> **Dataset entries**
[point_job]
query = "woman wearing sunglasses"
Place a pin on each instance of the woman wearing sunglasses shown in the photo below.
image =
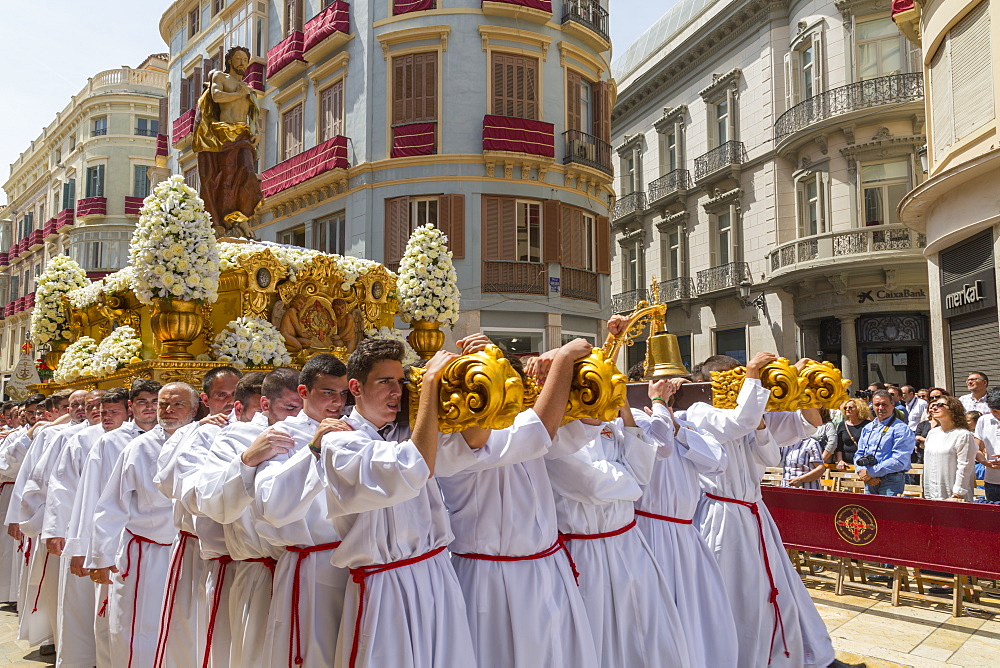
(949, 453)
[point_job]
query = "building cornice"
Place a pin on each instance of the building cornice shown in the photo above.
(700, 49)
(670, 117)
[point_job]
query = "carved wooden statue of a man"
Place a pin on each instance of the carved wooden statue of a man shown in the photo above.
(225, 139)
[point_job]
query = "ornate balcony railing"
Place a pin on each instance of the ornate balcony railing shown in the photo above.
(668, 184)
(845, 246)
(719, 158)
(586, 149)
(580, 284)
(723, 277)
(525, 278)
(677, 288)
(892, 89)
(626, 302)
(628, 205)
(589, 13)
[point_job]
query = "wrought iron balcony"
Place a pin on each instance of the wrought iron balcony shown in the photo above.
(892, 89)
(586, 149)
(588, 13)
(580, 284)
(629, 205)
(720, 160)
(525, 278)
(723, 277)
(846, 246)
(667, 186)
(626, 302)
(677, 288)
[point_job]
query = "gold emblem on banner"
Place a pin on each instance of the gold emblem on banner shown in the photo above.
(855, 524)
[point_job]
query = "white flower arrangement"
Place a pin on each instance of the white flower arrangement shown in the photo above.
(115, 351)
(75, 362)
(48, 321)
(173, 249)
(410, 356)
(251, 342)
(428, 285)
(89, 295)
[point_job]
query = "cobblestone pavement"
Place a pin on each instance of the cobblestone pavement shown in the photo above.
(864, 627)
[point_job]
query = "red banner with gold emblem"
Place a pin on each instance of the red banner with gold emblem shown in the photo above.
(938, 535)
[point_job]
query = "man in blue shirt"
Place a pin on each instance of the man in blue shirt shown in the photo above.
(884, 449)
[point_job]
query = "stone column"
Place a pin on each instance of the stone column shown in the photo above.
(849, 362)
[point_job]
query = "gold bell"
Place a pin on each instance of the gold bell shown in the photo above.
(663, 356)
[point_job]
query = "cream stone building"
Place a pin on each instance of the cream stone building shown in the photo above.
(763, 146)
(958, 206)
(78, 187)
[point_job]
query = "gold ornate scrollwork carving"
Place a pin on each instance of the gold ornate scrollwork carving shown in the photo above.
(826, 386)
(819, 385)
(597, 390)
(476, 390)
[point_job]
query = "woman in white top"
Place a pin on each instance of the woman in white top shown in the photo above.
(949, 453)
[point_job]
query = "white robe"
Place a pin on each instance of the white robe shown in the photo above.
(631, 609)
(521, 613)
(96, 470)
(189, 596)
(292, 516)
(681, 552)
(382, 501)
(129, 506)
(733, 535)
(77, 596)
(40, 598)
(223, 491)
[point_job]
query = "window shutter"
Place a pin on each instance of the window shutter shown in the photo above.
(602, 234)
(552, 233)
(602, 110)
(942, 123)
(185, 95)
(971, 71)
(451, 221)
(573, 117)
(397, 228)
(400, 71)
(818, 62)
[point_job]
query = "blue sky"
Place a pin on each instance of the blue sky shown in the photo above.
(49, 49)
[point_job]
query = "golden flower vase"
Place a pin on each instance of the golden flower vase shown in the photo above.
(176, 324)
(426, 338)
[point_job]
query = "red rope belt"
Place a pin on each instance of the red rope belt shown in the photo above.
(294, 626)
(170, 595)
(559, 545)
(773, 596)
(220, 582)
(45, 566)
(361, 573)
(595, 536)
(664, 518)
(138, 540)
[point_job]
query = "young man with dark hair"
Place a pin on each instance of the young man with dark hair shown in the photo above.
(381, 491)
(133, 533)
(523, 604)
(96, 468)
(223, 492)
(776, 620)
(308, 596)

> **Task directions**
Set down nothing but the lines from the one containing "Place a pin on each instance of the cream" through the end of the entries above, exactly as written, both ends counted.

> **The completed task**
Place a pin on each instance of the cream stone building shown in the photo above.
(763, 146)
(958, 206)
(78, 187)
[point_job]
query = "gold ornate scrollwork carving"
Place a pin on each instance of the gold ornate scrollwork carving shown in the photo above.
(826, 386)
(819, 385)
(597, 390)
(476, 390)
[point_job]
query = "woman in white top"
Place a pin on each instance of the woman in white top shown in the photo above.
(949, 453)
[point_job]
query = "white robe"
Place a pin on each instance of the white robe shown in the photo above.
(631, 609)
(521, 613)
(96, 470)
(189, 596)
(292, 516)
(681, 552)
(382, 501)
(129, 506)
(733, 535)
(77, 596)
(40, 598)
(223, 491)
[point_job]
query = "window shutter"
Place a pin on each instance of the window shutter shown in the photo above.
(602, 234)
(552, 233)
(602, 110)
(942, 123)
(185, 95)
(971, 71)
(451, 221)
(573, 117)
(397, 228)
(400, 71)
(818, 62)
[point_job]
query = "blue sky"
Place a pin on each instance of the blue sky shown in the photo above.
(49, 49)
[point_job]
query = "golden flower vase"
Place a pin on each instance of the golden flower vase shown in the photo above.
(176, 324)
(426, 338)
[point_job]
query = "red rope belt"
Place a pin on each instance of the red rope belt shown in the photo above.
(294, 626)
(170, 595)
(559, 545)
(773, 596)
(220, 582)
(45, 566)
(361, 573)
(595, 536)
(664, 518)
(138, 540)
[point_job]
query = "young man with dark hair"
Place a pin on each instance of the young man with dark hair shown in the photo above.
(381, 491)
(133, 533)
(523, 604)
(96, 468)
(223, 492)
(776, 620)
(308, 596)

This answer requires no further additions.